Goal: Starting at the line containing "Please mark the region of every instance of the shop" and running through the end of the records, change "shop window" to "storefront" and give those lines again with nothing else altered. Leave the pictures out.

━━━━━ Rows ━━━━━

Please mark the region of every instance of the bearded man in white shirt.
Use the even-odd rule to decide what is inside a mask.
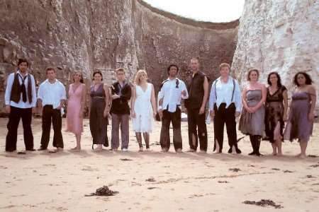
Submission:
[[[226,124],[230,148],[228,153],[241,153],[237,143],[235,118],[240,115],[242,98],[238,82],[229,76],[230,66],[219,66],[220,77],[212,84],[209,96],[209,111],[214,122],[214,151],[221,153]]]
[[[6,110],[9,114],[6,138],[6,151],[16,150],[17,130],[20,119],[23,126],[26,150],[33,151],[33,135],[31,129],[32,112],[37,102],[34,77],[28,73],[29,64],[19,59],[18,70],[8,76],[4,95]]]
[[[63,149],[61,110],[67,100],[65,86],[55,78],[55,69],[48,67],[45,69],[47,79],[43,82],[38,90],[38,105],[43,108],[41,146],[38,151],[47,148],[51,129],[51,119],[53,124],[53,146],[57,151]]]
[[[177,78],[179,67],[172,64],[167,68],[169,78],[162,83],[157,95],[158,112],[162,120],[160,143],[162,152],[169,150],[169,126],[173,125],[173,144],[177,153],[181,153],[181,100],[189,93],[185,83]]]

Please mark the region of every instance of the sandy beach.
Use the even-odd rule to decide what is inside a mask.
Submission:
[[[177,154],[172,145],[169,153],[160,153],[160,122],[151,134],[151,152],[138,152],[131,131],[129,152],[94,153],[88,119],[82,151],[69,151],[75,138],[65,132],[62,152],[18,155],[4,152],[6,123],[0,119],[0,211],[318,211],[318,124],[308,148],[313,157],[302,160],[294,157],[298,143],[289,141],[283,144],[284,156],[271,155],[267,141],[261,145],[264,157],[249,156],[248,136],[239,143],[241,155],[226,153],[226,136],[224,153],[213,154],[213,124],[208,125],[207,154]],[[35,148],[40,128],[40,119],[33,119]],[[183,150],[187,151],[186,122],[181,128]],[[111,139],[111,126],[108,129]],[[52,135],[52,131],[50,148]],[[24,150],[21,122],[18,149]],[[103,185],[119,194],[84,196]],[[243,204],[261,199],[282,208]]]

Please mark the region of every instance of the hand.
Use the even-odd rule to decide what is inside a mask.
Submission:
[[[156,112],[155,111],[153,112],[153,117],[154,117],[154,119],[155,119],[155,117],[156,117]]]
[[[37,108],[35,107],[32,107],[32,113],[35,114],[36,112],[37,112]]]
[[[6,111],[7,113],[10,113],[11,111],[11,107],[10,105],[6,105]]]
[[[103,117],[104,118],[106,118],[108,115],[108,111],[107,110],[104,110],[104,112],[103,112]]]
[[[247,112],[248,112],[249,113],[253,113],[253,112],[252,112],[252,107],[247,107],[247,108],[245,108],[246,110],[247,110]]]
[[[185,90],[181,91],[181,95],[184,96],[186,96],[186,90]]]
[[[134,111],[132,111],[132,114],[130,114],[131,117],[135,119],[136,117],[135,112]]]
[[[162,118],[163,117],[163,110],[160,110],[158,111],[158,114],[160,115],[160,118],[161,120],[162,120]]]
[[[211,111],[211,112],[209,113],[209,115],[211,116],[211,117],[212,119],[213,119],[215,117],[215,111],[213,111],[213,110]]]
[[[199,114],[202,114],[205,112],[205,107],[201,107],[201,109],[199,109]]]
[[[120,98],[120,95],[118,95],[117,94],[112,95],[112,100],[116,100],[116,99],[118,99],[119,98]]]
[[[308,114],[308,119],[309,122],[313,122],[313,121],[315,120],[315,114],[313,112],[309,113]]]

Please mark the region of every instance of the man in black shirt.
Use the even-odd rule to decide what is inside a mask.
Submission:
[[[132,95],[130,84],[125,81],[123,69],[116,69],[118,81],[111,86],[112,105],[110,113],[112,115],[111,148],[116,151],[119,147],[119,128],[122,139],[121,149],[127,151],[129,141],[130,107],[128,100]]]
[[[187,80],[186,84],[189,97],[185,100],[189,124],[189,151],[196,151],[199,140],[201,152],[206,153],[207,129],[205,107],[208,98],[208,80],[205,73],[199,71],[197,58],[191,59],[191,70],[192,76]]]

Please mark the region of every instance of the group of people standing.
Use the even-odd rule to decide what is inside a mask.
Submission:
[[[31,130],[33,108],[38,105],[42,110],[41,146],[38,151],[47,148],[51,122],[53,125],[55,151],[63,149],[62,114],[67,105],[66,131],[74,134],[77,146],[81,149],[83,132],[83,116],[86,108],[86,88],[81,72],[76,72],[73,83],[67,93],[64,85],[55,78],[53,67],[46,69],[47,80],[35,90],[34,77],[28,73],[28,63],[19,59],[18,70],[8,77],[5,93],[6,109],[9,113],[6,151],[16,150],[17,129],[22,119],[26,151],[35,151]],[[220,76],[215,80],[209,92],[208,78],[199,70],[199,61],[190,61],[191,76],[184,83],[178,78],[179,67],[172,64],[167,68],[168,78],[160,88],[157,100],[152,84],[147,82],[147,74],[139,70],[134,84],[125,79],[123,69],[116,71],[117,81],[111,86],[103,83],[101,71],[93,73],[93,85],[89,88],[89,126],[92,136],[92,148],[101,151],[108,146],[107,125],[111,117],[111,150],[120,146],[121,133],[123,151],[127,151],[129,143],[129,121],[140,147],[143,151],[144,139],[146,150],[150,150],[150,133],[155,119],[162,121],[160,145],[162,152],[170,146],[169,126],[173,126],[173,145],[176,152],[182,151],[181,132],[181,100],[187,110],[189,152],[196,152],[198,146],[206,153],[208,136],[206,105],[210,117],[213,119],[214,148],[222,153],[224,126],[228,137],[228,153],[241,153],[237,145],[236,119],[240,118],[239,130],[250,136],[252,152],[249,155],[260,156],[262,139],[268,140],[273,148],[273,155],[282,155],[284,140],[298,139],[301,146],[298,156],[306,156],[306,150],[312,133],[316,91],[311,78],[306,72],[298,72],[293,78],[296,85],[291,97],[289,115],[287,89],[281,85],[280,76],[272,72],[268,76],[268,86],[259,83],[259,72],[251,69],[247,73],[248,84],[240,90],[237,81],[230,76],[230,66],[223,63],[219,66]],[[130,100],[130,107],[129,105]],[[208,102],[208,104],[207,104]],[[96,147],[94,148],[94,145]]]

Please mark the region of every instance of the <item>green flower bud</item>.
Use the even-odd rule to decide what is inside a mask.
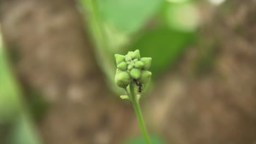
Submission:
[[[144,64],[142,69],[144,70],[147,70],[150,67],[152,58],[151,57],[143,57],[141,58],[141,61]]]
[[[138,79],[141,76],[141,70],[133,68],[130,72],[130,74],[132,79]]]
[[[115,82],[119,87],[126,88],[131,82],[131,77],[128,72],[120,71],[117,69]]]
[[[141,55],[139,55],[139,51],[138,50],[135,50],[132,53],[131,53],[130,56],[132,58],[139,59],[141,58]]]
[[[136,68],[141,69],[144,63],[141,61],[138,61],[135,62],[135,66]]]
[[[141,77],[139,77],[138,81],[141,84],[146,84],[149,82],[151,79],[152,73],[148,70],[142,70]]]
[[[125,61],[126,62],[130,61],[131,59],[132,59],[132,57],[128,55],[125,55]]]
[[[117,63],[117,64],[118,64],[121,62],[124,62],[125,61],[125,56],[119,54],[115,54],[115,63]]]
[[[128,53],[127,53],[127,56],[131,56],[131,55],[133,53],[133,52],[132,51],[129,51]]]
[[[131,70],[131,69],[132,69],[133,68],[133,66],[131,64],[129,64],[128,65],[128,70]]]
[[[128,97],[128,95],[121,95],[121,96],[120,96],[120,97],[122,99],[130,99],[129,97]]]
[[[122,62],[118,64],[117,68],[122,71],[125,71],[127,70],[127,65],[126,62]]]

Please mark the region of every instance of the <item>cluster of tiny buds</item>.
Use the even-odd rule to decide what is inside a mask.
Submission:
[[[124,56],[115,54],[115,58],[117,65],[115,81],[119,87],[126,88],[133,82],[141,89],[142,85],[149,81],[152,74],[147,69],[151,65],[152,58],[141,58],[138,50],[129,51]]]

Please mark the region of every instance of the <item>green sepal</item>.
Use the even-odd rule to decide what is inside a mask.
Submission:
[[[141,77],[138,79],[138,81],[141,84],[146,84],[149,82],[151,79],[152,73],[148,70],[142,70]]]
[[[143,70],[147,70],[151,65],[151,61],[152,58],[151,57],[143,57],[141,58],[141,61],[142,61],[144,65],[142,67]]]
[[[121,99],[130,99],[129,97],[128,97],[128,95],[120,95],[120,98],[121,98]]]
[[[135,66],[136,68],[141,69],[144,63],[141,61],[138,61],[135,62]]]
[[[138,79],[141,76],[141,70],[136,68],[133,68],[130,72],[130,74],[132,79]]]
[[[119,87],[125,88],[131,82],[131,77],[128,72],[117,69],[115,82]]]
[[[128,70],[131,70],[133,68],[133,66],[132,65],[131,65],[131,64],[128,65],[128,68],[127,68]]]
[[[117,65],[117,68],[122,71],[127,70],[127,63],[125,62],[121,62]]]
[[[119,54],[115,54],[115,58],[117,65],[125,61],[125,56]]]
[[[139,55],[139,51],[138,50],[136,50],[132,53],[131,53],[130,56],[133,59],[139,59],[141,58],[141,55]]]
[[[126,62],[128,62],[128,61],[131,61],[131,60],[132,60],[132,57],[129,55],[125,55],[125,61]]]

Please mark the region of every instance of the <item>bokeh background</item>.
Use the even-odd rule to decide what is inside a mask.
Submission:
[[[141,144],[114,54],[153,58],[154,144],[256,143],[256,1],[1,0],[0,143]]]

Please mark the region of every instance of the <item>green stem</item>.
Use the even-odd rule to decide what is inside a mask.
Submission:
[[[149,136],[148,134],[148,131],[147,130],[147,128],[144,122],[144,119],[142,116],[142,113],[141,112],[141,107],[139,107],[139,104],[138,102],[138,100],[137,100],[137,98],[134,92],[133,83],[130,83],[130,91],[131,92],[131,102],[135,110],[135,112],[137,115],[137,118],[138,118],[139,126],[141,127],[141,130],[142,132],[144,139],[145,139],[147,144],[151,144],[151,142],[149,139]]]

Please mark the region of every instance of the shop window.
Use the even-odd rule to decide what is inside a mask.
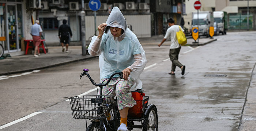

━━━━━

Right answer:
Please mark the region of every instance of the storefront.
Use the even-odd rule to decide what is inside a mask.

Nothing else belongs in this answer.